▶ Required action
Report each line of the data that contains the string "sleeve".

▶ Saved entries
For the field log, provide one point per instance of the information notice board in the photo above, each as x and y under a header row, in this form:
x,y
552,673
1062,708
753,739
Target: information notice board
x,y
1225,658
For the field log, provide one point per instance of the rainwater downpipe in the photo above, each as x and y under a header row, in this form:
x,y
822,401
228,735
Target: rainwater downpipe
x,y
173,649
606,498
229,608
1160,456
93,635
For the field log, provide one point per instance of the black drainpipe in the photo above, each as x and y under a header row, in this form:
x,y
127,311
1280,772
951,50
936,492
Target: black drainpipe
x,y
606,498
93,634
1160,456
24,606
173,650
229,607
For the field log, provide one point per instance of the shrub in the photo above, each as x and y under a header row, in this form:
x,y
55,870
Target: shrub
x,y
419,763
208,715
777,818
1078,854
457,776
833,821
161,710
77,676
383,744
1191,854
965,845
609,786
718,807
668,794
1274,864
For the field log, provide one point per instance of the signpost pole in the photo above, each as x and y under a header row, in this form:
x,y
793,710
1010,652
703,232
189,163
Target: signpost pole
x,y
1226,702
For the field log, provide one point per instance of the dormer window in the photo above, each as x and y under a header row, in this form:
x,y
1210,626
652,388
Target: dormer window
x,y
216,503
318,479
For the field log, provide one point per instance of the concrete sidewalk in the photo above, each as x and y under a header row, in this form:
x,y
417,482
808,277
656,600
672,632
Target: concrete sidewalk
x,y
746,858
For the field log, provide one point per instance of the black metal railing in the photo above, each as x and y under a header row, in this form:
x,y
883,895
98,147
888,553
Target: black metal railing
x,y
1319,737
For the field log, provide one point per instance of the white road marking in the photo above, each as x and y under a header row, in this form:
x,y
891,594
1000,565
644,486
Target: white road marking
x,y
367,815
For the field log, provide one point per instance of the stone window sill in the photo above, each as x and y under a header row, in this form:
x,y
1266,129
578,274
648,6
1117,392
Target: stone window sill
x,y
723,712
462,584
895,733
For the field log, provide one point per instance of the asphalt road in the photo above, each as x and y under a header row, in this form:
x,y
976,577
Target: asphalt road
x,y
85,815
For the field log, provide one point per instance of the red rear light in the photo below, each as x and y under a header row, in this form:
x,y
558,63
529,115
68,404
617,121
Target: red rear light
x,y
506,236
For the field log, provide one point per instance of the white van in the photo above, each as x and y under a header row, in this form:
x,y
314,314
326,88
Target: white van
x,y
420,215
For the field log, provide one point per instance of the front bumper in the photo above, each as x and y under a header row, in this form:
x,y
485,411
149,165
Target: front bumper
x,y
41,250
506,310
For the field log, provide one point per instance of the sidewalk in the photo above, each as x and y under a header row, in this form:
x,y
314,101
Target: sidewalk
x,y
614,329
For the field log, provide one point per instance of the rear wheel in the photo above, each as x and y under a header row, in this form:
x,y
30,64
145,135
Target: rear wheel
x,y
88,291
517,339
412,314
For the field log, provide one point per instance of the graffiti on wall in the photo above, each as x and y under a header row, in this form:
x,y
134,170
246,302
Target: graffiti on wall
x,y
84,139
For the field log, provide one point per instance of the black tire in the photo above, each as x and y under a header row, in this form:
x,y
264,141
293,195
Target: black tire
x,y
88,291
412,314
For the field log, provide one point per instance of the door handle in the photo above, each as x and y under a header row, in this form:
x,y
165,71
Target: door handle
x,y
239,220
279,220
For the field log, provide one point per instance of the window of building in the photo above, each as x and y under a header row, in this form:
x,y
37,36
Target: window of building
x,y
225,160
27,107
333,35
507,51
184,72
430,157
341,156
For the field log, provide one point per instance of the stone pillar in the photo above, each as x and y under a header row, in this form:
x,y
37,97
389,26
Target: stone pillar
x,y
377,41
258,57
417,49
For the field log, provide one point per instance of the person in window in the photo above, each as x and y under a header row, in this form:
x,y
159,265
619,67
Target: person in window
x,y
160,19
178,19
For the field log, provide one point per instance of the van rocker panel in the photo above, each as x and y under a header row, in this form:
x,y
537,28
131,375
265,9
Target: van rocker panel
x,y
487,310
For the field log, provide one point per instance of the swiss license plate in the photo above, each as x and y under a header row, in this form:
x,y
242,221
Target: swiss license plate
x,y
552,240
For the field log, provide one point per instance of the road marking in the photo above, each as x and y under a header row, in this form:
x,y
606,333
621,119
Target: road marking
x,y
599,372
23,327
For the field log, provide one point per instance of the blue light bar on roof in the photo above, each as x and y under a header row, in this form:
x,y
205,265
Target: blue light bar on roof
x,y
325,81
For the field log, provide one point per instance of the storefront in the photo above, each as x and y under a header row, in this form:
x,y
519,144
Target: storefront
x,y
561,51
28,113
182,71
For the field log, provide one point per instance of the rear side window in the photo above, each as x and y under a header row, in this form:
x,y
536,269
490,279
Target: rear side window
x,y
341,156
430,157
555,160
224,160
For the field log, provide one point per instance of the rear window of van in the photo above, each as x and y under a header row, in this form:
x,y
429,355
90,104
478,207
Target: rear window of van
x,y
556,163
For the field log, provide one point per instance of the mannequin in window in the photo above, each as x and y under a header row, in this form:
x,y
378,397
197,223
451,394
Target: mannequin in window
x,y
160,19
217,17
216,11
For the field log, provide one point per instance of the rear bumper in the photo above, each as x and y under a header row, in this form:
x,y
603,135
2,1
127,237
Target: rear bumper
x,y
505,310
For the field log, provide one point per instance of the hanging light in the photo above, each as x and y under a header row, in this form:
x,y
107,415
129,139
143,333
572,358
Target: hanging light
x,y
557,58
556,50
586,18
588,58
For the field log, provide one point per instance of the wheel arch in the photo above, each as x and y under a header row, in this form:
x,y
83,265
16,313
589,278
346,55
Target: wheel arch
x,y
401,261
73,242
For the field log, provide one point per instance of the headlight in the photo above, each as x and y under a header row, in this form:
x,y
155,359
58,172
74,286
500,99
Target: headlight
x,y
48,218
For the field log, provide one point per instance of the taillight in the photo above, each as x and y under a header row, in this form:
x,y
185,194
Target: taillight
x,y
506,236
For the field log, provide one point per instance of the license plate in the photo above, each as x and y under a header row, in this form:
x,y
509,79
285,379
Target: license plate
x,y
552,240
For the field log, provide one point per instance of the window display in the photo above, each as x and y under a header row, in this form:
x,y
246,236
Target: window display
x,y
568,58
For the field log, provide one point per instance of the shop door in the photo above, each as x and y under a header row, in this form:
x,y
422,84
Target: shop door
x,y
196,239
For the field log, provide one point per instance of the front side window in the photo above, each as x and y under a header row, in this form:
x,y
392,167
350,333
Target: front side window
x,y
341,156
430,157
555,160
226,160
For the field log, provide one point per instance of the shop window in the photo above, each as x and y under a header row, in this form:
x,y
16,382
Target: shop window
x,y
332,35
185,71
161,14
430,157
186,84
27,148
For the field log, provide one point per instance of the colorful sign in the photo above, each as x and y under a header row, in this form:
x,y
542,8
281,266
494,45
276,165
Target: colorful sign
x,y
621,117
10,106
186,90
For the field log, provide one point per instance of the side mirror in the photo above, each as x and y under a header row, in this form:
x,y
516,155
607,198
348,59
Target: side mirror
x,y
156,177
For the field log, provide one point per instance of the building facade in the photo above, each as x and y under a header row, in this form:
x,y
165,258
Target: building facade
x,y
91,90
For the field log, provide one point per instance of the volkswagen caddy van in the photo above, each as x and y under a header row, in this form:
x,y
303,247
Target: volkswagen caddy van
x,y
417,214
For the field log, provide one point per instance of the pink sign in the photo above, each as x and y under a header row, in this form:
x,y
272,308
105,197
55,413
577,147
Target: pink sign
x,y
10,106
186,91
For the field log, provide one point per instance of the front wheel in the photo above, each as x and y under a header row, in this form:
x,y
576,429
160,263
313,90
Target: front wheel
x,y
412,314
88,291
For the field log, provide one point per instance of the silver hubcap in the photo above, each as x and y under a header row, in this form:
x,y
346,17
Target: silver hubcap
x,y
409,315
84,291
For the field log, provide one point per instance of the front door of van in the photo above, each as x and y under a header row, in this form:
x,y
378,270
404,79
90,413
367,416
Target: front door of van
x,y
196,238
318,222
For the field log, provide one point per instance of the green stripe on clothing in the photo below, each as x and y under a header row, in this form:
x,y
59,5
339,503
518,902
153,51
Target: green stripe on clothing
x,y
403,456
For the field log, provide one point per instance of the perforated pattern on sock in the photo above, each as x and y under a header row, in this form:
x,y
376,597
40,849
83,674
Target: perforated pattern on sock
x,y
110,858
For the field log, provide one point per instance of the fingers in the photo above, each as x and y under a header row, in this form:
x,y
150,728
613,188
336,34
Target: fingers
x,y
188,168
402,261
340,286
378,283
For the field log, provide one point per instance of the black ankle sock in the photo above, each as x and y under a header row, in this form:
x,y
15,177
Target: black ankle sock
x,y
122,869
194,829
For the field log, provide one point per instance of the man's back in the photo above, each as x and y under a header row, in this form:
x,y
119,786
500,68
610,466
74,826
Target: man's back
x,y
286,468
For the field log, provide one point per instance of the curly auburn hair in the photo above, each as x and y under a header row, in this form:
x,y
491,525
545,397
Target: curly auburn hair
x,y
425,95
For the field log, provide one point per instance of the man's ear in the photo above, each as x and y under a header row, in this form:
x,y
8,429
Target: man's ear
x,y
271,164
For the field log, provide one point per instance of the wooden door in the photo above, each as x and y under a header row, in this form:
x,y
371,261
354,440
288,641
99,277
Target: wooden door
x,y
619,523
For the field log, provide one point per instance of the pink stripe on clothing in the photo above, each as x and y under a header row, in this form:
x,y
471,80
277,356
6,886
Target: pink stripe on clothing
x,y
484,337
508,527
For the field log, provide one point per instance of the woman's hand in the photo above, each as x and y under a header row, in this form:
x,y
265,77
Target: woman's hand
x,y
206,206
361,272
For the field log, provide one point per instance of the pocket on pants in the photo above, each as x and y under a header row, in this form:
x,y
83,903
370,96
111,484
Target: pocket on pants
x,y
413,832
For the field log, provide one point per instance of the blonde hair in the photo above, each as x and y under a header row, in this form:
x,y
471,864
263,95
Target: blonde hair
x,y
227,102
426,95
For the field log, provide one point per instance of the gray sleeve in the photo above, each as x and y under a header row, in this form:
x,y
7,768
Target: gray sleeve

▶ Reply to the task
For the field log, provide one point per instance of the gray sleeve in the photo above, each as x and y under a header row, in this form:
Target: gray sleeve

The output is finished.